▶ _ABOUT THIS TASK_
Only the lines of the data below from the one with "Target: white building on shore" through the one with "Practice step: find every instance of the white plastic" are wanted. Repeat them exactly.

▶ _GIVEN DATA_

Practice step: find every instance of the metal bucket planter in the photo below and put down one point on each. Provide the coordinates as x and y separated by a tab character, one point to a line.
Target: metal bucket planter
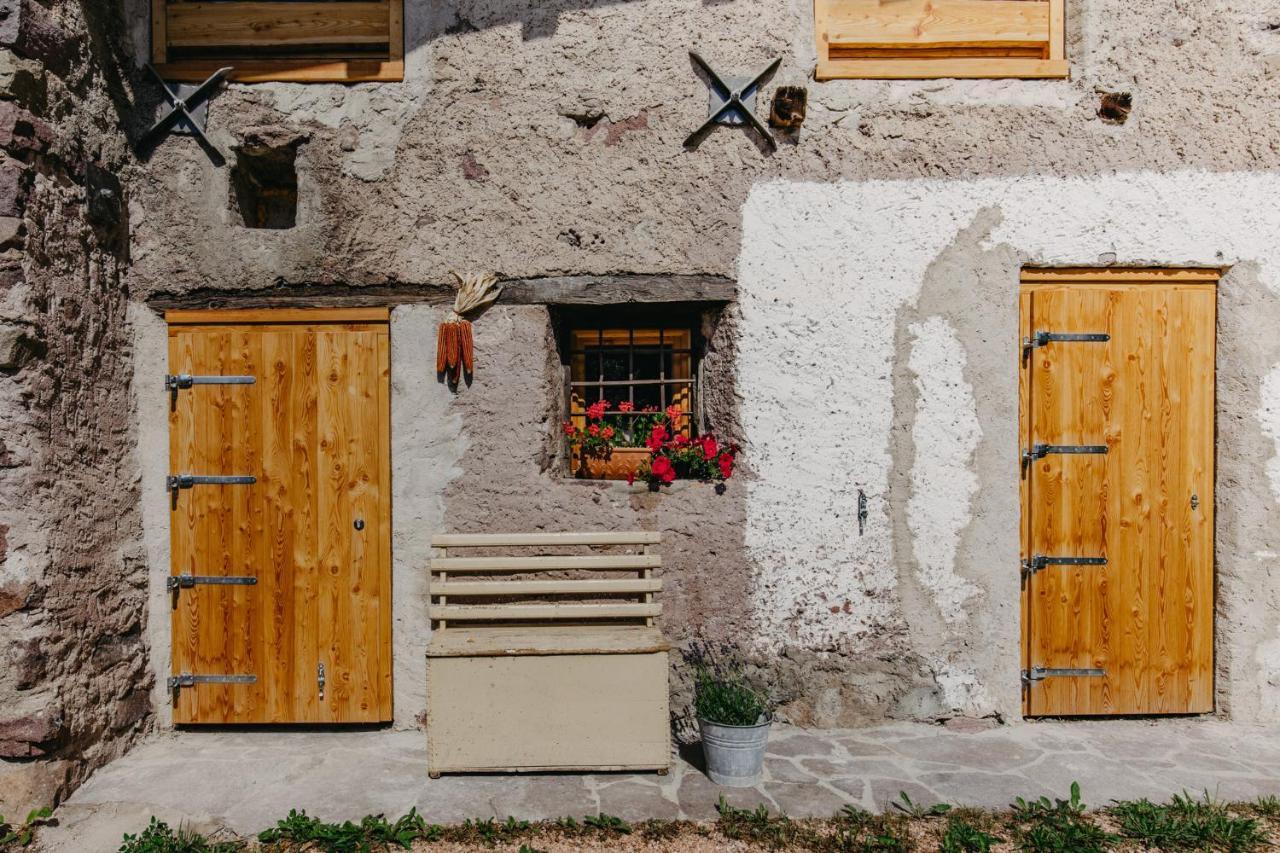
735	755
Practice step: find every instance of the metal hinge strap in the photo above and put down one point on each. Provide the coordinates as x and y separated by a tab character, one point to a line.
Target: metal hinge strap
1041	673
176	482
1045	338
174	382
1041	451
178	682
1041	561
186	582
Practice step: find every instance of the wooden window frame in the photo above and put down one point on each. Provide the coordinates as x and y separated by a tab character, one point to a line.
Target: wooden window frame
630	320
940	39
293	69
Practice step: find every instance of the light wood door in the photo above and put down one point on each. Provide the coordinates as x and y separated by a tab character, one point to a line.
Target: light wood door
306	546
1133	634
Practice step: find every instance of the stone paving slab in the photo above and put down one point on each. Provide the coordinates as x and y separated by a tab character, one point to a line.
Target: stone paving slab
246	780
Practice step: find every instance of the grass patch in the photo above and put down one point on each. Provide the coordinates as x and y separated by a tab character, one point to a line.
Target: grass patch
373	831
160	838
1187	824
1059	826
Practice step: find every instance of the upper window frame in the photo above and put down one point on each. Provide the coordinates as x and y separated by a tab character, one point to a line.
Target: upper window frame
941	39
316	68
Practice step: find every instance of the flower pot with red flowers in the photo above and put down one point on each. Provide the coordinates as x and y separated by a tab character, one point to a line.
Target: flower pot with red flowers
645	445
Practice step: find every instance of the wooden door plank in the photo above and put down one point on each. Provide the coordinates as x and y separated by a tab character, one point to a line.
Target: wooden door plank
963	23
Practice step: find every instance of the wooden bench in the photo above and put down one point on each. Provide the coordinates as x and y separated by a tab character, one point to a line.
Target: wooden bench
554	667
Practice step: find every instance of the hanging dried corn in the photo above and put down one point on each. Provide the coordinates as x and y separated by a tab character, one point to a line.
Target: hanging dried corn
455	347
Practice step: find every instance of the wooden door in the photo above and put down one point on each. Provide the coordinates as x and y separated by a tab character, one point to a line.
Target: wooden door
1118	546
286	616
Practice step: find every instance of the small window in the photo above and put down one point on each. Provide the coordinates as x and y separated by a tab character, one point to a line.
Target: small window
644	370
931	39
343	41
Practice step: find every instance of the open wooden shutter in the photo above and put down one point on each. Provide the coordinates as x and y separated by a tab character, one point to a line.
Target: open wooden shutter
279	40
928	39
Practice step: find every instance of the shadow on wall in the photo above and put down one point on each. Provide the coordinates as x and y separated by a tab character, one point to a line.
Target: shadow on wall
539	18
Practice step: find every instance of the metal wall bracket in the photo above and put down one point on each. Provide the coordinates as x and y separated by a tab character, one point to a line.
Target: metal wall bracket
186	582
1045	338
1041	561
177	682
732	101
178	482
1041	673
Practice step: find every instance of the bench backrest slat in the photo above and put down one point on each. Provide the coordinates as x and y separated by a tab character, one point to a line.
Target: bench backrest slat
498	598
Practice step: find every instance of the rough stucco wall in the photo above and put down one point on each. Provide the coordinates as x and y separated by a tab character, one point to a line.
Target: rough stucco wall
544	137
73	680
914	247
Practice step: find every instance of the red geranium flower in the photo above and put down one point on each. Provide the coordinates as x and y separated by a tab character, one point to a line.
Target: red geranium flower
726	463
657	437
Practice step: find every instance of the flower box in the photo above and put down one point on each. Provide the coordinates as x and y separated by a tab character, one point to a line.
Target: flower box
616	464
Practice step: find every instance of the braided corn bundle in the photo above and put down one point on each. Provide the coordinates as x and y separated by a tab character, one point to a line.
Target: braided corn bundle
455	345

--

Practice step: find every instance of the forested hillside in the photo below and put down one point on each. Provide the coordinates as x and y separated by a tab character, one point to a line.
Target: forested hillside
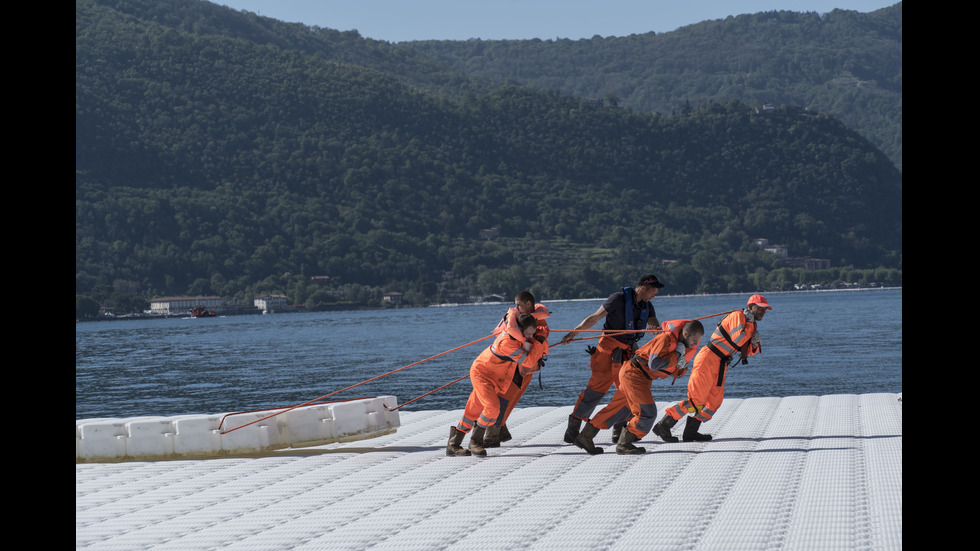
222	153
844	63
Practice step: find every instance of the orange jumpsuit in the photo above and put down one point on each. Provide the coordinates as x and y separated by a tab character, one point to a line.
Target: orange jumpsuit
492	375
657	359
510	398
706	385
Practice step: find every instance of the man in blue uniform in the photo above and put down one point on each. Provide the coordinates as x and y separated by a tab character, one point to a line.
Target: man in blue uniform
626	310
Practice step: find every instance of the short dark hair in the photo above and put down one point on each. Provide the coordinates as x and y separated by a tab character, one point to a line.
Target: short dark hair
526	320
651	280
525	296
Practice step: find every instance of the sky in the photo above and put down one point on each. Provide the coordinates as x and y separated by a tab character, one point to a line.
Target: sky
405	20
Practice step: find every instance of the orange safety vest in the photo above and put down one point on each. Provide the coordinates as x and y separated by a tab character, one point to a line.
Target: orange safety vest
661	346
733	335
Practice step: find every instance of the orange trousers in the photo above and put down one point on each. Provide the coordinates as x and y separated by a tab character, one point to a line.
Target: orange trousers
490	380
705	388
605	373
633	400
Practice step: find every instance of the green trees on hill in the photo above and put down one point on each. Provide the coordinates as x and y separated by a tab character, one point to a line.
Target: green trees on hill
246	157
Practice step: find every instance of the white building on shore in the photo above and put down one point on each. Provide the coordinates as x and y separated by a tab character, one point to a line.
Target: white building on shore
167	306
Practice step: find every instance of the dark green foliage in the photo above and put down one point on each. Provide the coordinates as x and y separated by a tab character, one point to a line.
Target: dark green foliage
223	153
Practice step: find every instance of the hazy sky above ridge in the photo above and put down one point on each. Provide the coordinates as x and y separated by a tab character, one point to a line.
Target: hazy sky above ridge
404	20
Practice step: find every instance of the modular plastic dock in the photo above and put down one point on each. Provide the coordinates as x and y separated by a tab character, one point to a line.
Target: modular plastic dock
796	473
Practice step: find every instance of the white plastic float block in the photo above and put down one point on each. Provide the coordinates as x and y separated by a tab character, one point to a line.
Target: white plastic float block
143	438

▶ _TASK SOLUTION_
Target: white building on shore
167	306
Practice step: find every instance of the dark green foliage in the photo above and put down one point on each. Provide the coordinates as x and y separated by a tab character, one point to a line.
Target: dark green foliage
223	153
Practice step: find every instance of the hazy sky above ridge in the photo above and put down one point on each. Provide the coordinates as x and y separated by a tab character, one point to a line.
Target: hazy sky above ridge
404	20
Practice step: find every instance of the modular plastic dock in the photo above and put down one point on each. Provide the coordinates as x and y separated by a tab character, one point to a line.
Target: modular plastic dock
796	473
Practice step: find every instance of the white plastic float block in the photo above and put down one point on each. Provide the coordinates as x and y separated by a tab character, one point to a line.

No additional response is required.